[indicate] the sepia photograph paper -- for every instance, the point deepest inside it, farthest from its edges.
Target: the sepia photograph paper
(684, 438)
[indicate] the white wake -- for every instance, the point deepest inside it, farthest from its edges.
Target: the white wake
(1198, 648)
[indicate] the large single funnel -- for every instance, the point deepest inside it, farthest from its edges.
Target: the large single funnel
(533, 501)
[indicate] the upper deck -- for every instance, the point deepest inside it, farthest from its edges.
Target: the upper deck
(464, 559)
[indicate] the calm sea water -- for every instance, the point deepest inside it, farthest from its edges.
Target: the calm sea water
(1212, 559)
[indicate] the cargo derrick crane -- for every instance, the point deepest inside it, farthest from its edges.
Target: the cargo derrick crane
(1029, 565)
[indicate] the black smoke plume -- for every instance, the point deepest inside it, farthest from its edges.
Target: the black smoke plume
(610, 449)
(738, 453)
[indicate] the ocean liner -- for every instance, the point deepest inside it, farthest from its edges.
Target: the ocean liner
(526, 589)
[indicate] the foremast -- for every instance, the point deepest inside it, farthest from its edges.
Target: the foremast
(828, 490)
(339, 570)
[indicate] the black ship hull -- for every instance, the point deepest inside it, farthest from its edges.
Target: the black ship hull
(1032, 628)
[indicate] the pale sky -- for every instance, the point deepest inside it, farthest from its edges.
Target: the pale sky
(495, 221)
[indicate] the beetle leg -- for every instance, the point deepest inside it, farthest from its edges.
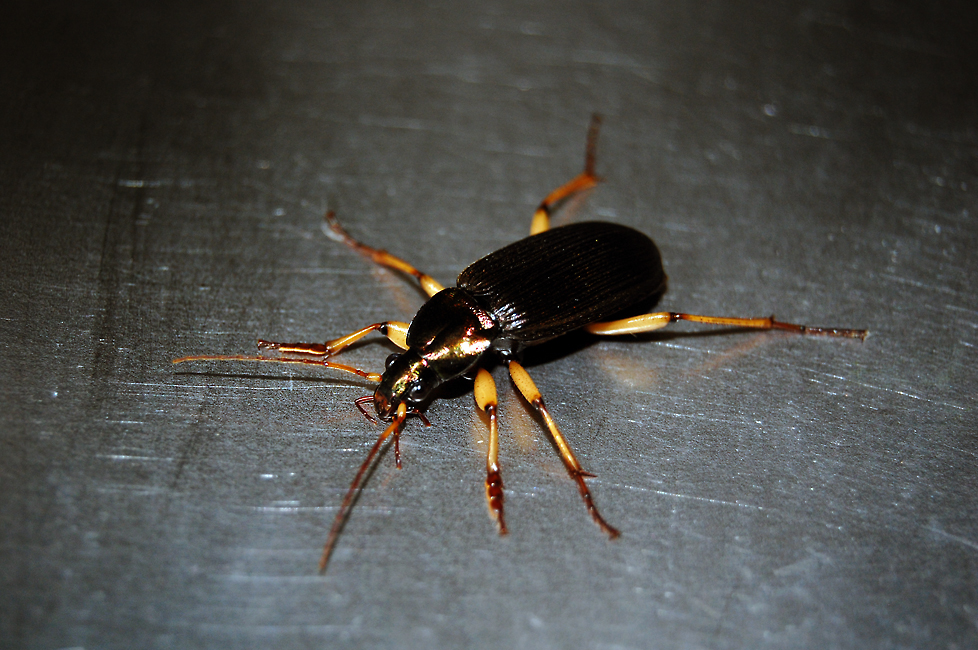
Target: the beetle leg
(316, 354)
(395, 331)
(650, 322)
(485, 399)
(344, 512)
(335, 231)
(529, 391)
(583, 181)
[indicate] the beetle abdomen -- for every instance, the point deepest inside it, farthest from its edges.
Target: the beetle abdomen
(564, 278)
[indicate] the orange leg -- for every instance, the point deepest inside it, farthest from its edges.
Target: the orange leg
(529, 391)
(583, 181)
(394, 428)
(316, 354)
(335, 231)
(658, 320)
(485, 399)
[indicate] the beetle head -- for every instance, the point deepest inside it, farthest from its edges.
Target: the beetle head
(408, 380)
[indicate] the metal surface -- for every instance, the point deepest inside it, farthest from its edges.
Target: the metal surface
(164, 168)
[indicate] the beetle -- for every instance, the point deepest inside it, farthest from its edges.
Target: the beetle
(596, 276)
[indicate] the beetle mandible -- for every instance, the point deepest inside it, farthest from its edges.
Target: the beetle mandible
(598, 276)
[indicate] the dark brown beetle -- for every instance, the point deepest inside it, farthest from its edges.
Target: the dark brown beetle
(551, 283)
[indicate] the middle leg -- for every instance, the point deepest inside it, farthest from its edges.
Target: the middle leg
(532, 395)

________________________________________

■ **Exercise aim**
Please copy out all of the rows above word for word, leaving out the picture.

■ **In response**
[indicate] the sepia photograph paper -- for every instance, the point deepest inside it, farthest from its edges.
Target: the sepia photograph paper
(684, 438)
[indicate] the white wake -- for every instance, the point deepest inside it, farthest from its edges.
Target: the white wake
(1198, 648)
[indicate] the large single funnel -- for every instance, the point deepest inside it, farthest from its edges.
Target: the large single funnel
(533, 501)
[indicate] the upper deck -- for every instance, the point deepest inside it, farthest from its edges.
Target: the upper deck
(464, 559)
[indicate] the calm sea water -- for every instance, the point deepest inside it, farthest from its edges.
Target: the calm sea water
(1212, 559)
[indicate] the cargo derrick crane -- for every instance, the point deepest inside it, farthest from its edges.
Target: the cargo derrick crane
(1029, 565)
[indicate] the black smoke plume -- for every instance, the point deepest inside it, farthest from its edges.
Target: the black smoke plume
(610, 449)
(738, 453)
[indicate] the ocean liner -- for every instance, the point deepest inside it, farthest from its edges.
Target: the ocean liner
(526, 589)
[indicate] the foremast -- for every instance, the point deepest inside it, farthest from its edges.
Target: the foremast
(828, 490)
(339, 570)
[indicate] the black ship hull -- for every instance, the point deepest inside it, farthest from its edges.
Target: the black ship hull
(1032, 628)
[indicate] the pale sky -- for every instance, the point deepest inside it, farthest from its edges.
Target: the pale sky
(495, 221)
[indicate] the beetle leg -- for every instance, the point deepest inside it, farthest from its edges.
Target: the beetle leg
(316, 354)
(395, 331)
(650, 322)
(485, 399)
(344, 512)
(335, 231)
(529, 391)
(583, 181)
[indicate] the beetle abdomen -- for every instance, the point deepest inside it, farthest from its edges.
Target: the beetle abdomen
(564, 278)
[indicate] the orange leg -- for every instance, the point deepest inside it, farthest from its edges.
Target: the orange leg
(529, 391)
(583, 181)
(394, 428)
(316, 354)
(335, 231)
(658, 320)
(485, 399)
[indicate] the beetle head -- for every instance, the point deepest inside it, farthest from its edges.
Target: the beetle head
(408, 380)
[indicate] the metal surface -- for every instance, the point deepest inside it, farthest from its edges.
Target: the metal surface
(164, 168)
[indicate] the beetle -- for every instance, the point deepest inside it, farthest from its edges.
Target: the beetle
(596, 276)
[indicate] the beetle mandible -- for every instance, the point deepest inside it, farthest from its edges.
Target: the beetle mandible
(598, 276)
[indicate] the dark brown beetle -- for every instance, the point deepest inside it, farthest from its edges.
Target: the dark brown beetle
(551, 283)
[indicate] the middle leg -- for every instance, the point deepest inside it, farthest from its edges.
Target: the middle leg
(532, 395)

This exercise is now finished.